— Brief —
Quote the lines of the records starting with the line containing "Could you kindly segment every instance of the grass" and going on through the line containing "203L367 203L367 202L386", including both of those lines.

Labeling and segmentation records:
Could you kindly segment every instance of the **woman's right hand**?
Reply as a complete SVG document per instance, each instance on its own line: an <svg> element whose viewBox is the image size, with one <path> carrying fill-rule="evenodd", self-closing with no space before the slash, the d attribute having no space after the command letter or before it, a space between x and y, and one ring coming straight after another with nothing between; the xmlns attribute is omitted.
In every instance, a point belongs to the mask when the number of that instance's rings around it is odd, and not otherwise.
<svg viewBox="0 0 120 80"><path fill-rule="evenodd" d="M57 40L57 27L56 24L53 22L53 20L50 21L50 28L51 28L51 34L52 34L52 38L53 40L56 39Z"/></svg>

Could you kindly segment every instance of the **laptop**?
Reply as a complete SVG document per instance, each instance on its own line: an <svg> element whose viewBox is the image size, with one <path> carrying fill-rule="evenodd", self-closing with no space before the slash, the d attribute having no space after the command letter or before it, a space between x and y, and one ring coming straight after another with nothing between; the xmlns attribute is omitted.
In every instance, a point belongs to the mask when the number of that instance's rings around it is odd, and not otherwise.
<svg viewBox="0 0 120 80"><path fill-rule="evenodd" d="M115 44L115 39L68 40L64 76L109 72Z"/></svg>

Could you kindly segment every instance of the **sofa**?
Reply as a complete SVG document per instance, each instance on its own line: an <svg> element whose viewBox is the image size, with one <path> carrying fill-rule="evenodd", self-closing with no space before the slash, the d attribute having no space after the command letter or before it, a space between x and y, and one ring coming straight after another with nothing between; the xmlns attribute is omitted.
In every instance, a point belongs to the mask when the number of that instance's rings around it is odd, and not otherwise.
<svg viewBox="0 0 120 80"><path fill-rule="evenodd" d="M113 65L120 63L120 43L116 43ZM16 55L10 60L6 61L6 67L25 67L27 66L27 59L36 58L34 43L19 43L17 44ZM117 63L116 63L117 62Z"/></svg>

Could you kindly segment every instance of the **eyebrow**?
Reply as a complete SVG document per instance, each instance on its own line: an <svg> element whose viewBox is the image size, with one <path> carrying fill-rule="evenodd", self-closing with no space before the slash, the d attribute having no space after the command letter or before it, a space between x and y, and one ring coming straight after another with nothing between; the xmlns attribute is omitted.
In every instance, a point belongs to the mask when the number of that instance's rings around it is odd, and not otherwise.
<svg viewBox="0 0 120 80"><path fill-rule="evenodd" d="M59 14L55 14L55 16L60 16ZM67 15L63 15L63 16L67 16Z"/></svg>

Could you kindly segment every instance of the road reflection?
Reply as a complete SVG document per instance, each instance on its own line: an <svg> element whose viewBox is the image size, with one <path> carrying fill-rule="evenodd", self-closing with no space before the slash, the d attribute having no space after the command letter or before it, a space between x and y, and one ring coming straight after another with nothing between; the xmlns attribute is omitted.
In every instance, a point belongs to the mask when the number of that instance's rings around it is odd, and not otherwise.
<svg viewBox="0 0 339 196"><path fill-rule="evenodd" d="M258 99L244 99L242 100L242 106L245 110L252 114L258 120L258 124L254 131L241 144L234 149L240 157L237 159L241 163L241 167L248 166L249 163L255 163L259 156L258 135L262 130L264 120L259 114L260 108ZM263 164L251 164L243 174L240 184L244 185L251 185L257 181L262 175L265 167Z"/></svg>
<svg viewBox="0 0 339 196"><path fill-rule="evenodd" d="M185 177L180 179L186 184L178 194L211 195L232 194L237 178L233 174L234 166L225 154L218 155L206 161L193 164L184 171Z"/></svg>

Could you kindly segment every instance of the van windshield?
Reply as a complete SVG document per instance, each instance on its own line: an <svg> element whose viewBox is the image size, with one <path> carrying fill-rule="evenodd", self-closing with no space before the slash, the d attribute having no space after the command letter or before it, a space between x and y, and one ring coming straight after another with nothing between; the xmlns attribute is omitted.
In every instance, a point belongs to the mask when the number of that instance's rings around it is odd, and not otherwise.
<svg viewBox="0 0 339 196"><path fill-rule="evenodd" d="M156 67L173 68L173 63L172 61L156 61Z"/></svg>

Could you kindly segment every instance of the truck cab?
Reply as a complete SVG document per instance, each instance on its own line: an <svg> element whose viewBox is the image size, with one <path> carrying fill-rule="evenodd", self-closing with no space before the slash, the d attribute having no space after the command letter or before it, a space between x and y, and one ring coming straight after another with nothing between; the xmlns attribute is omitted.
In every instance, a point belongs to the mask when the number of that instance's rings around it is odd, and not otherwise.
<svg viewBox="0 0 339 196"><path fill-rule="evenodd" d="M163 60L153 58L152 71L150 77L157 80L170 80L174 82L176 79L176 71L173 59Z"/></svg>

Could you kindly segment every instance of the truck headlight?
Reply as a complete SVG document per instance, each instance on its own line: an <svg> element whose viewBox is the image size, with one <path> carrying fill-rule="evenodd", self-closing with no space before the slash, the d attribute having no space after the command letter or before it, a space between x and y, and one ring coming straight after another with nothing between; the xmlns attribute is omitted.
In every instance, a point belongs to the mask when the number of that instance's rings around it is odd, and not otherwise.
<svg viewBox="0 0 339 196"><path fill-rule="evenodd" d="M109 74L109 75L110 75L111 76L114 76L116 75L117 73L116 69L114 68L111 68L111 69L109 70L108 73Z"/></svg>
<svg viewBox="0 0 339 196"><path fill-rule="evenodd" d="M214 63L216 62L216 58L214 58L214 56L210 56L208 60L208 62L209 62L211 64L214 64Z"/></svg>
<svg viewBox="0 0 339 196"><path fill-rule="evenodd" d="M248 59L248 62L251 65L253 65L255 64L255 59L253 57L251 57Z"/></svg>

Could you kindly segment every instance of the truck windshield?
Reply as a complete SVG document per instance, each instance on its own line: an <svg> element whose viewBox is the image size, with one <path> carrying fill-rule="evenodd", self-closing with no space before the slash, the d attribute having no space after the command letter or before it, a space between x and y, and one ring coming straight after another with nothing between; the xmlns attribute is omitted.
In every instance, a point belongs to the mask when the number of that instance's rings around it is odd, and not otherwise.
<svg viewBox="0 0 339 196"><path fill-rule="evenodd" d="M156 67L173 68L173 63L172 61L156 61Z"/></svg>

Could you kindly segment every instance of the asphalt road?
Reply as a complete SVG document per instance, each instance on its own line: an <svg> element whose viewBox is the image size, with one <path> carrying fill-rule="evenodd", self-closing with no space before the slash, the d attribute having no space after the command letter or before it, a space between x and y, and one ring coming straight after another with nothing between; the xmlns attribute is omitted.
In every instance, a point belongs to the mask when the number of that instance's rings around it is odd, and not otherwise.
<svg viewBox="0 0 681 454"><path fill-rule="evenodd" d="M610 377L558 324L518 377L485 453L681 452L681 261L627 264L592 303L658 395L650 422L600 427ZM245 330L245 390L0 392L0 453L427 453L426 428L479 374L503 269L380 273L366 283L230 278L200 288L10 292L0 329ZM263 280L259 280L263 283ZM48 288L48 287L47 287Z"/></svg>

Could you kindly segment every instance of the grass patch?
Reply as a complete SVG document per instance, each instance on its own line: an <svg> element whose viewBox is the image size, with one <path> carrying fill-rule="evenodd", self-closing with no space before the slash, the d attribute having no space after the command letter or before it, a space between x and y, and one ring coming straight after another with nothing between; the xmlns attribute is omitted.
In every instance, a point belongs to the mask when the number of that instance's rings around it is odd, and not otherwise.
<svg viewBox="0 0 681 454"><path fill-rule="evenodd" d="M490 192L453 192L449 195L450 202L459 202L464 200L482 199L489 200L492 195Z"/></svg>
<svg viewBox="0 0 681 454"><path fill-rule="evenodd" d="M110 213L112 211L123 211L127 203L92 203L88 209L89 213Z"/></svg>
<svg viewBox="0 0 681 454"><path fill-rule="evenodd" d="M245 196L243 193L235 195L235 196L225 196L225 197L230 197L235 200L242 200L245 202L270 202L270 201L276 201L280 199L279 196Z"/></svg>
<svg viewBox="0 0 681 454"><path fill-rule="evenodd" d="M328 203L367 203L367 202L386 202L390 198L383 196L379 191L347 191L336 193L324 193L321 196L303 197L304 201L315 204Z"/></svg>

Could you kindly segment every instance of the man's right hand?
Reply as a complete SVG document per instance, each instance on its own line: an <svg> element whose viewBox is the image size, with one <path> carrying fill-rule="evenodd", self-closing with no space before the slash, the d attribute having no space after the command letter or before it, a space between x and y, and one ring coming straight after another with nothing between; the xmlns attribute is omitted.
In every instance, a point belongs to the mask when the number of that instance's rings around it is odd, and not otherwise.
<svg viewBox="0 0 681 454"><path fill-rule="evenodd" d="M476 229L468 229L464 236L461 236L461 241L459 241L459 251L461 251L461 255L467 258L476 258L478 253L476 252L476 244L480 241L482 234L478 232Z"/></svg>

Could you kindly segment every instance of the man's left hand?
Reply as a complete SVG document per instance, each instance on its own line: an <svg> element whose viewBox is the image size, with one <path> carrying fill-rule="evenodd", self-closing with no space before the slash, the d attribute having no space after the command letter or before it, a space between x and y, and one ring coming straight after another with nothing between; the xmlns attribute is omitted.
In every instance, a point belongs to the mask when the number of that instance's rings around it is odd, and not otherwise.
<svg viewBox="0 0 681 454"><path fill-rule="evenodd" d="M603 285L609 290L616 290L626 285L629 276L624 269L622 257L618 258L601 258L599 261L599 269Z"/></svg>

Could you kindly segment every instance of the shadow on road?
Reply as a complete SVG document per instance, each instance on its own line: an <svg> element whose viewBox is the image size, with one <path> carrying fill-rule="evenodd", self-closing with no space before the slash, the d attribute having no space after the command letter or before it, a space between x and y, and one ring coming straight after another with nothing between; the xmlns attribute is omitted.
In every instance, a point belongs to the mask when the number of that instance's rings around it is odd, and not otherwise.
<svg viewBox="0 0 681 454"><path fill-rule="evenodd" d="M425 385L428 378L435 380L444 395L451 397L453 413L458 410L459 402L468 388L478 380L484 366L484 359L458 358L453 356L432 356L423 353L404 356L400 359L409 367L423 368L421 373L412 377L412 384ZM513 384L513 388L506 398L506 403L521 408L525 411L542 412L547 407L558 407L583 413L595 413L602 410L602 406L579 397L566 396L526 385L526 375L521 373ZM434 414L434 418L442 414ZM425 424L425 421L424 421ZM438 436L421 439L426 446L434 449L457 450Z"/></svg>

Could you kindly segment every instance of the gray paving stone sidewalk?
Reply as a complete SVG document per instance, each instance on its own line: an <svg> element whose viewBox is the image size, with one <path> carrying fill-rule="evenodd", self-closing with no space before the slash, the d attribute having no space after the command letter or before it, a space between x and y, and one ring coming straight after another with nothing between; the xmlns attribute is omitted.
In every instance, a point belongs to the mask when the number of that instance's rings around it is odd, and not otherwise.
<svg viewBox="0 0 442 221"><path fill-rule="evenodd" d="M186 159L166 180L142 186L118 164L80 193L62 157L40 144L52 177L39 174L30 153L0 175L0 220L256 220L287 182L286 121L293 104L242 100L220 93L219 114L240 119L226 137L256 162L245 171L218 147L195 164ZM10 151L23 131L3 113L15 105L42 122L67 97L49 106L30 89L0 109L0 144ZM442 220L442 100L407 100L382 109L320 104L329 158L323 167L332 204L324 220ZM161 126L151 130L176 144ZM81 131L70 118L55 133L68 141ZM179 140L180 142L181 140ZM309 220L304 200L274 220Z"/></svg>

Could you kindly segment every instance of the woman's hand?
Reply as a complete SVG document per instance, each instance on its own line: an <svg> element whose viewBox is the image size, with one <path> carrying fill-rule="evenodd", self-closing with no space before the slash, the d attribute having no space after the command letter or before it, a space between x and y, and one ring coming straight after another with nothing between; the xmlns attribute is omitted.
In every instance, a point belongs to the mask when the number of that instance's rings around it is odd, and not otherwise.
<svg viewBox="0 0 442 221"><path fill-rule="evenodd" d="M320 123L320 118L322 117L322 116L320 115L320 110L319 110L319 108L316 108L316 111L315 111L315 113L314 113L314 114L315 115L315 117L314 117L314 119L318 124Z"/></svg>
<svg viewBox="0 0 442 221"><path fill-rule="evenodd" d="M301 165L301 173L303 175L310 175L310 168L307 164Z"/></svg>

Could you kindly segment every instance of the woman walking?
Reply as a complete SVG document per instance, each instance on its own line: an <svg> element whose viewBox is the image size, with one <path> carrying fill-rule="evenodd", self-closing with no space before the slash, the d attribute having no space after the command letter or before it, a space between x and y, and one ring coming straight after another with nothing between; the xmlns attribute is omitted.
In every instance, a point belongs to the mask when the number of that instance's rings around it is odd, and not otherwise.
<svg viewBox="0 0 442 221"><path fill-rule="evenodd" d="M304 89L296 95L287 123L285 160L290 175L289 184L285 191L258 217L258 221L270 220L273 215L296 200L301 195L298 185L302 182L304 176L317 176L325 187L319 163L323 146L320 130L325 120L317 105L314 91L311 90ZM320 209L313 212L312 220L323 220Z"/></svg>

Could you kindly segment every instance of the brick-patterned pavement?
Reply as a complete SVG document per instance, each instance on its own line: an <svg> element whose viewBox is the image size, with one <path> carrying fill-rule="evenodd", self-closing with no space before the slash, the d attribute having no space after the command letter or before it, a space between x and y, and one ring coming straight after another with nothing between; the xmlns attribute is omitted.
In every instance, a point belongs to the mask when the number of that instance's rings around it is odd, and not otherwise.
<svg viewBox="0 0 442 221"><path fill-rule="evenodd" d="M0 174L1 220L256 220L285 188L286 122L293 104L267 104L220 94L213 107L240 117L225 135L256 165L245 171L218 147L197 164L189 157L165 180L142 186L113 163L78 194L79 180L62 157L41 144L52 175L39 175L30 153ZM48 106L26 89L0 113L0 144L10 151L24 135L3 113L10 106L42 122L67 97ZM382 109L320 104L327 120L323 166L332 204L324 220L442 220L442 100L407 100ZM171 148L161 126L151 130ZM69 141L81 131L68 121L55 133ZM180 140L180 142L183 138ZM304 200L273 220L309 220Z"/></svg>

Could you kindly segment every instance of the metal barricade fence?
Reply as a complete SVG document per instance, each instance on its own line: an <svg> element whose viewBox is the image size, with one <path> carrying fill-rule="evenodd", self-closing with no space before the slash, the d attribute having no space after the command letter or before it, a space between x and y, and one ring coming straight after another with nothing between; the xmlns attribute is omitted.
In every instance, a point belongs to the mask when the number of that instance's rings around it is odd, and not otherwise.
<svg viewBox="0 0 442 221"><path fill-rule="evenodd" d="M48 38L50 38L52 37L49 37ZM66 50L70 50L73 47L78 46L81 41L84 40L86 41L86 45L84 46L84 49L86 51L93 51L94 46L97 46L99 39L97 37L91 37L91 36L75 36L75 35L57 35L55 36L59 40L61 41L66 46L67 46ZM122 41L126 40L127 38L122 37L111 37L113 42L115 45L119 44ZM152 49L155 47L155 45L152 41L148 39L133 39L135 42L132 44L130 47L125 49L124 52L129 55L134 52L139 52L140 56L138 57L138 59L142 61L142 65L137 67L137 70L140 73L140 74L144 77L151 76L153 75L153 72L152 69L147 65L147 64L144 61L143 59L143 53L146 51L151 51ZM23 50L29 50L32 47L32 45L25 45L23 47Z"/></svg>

— Answer —
Could you kindly segment every instance of the grass patch?
Reply as a complete SVG document per instance, each instance on its own line: an <svg> element whose viewBox is the image size, with one <path> carrying fill-rule="evenodd", self-closing with no space before the slash, the d attribute having no space after the command letter or before it, a space between x and y, and one ring coming straight after another with nothing between; the xmlns attribute is omitted.
In every instance, a point belongs to the mask when the number of that instance's rings around it is odd, and not otherwise.
<svg viewBox="0 0 681 454"><path fill-rule="evenodd" d="M490 192L453 192L449 195L450 202L459 202L464 200L482 199L489 200L492 195Z"/></svg>
<svg viewBox="0 0 681 454"><path fill-rule="evenodd" d="M110 213L112 211L123 211L127 203L92 203L88 209L89 213Z"/></svg>
<svg viewBox="0 0 681 454"><path fill-rule="evenodd" d="M245 196L243 193L235 195L235 196L225 196L225 197L230 197L235 200L242 200L245 202L270 202L270 201L276 201L280 199L279 196Z"/></svg>
<svg viewBox="0 0 681 454"><path fill-rule="evenodd" d="M328 203L367 203L367 202L386 202L390 198L383 196L379 191L347 191L336 193L324 193L321 196L303 197L304 201L315 204Z"/></svg>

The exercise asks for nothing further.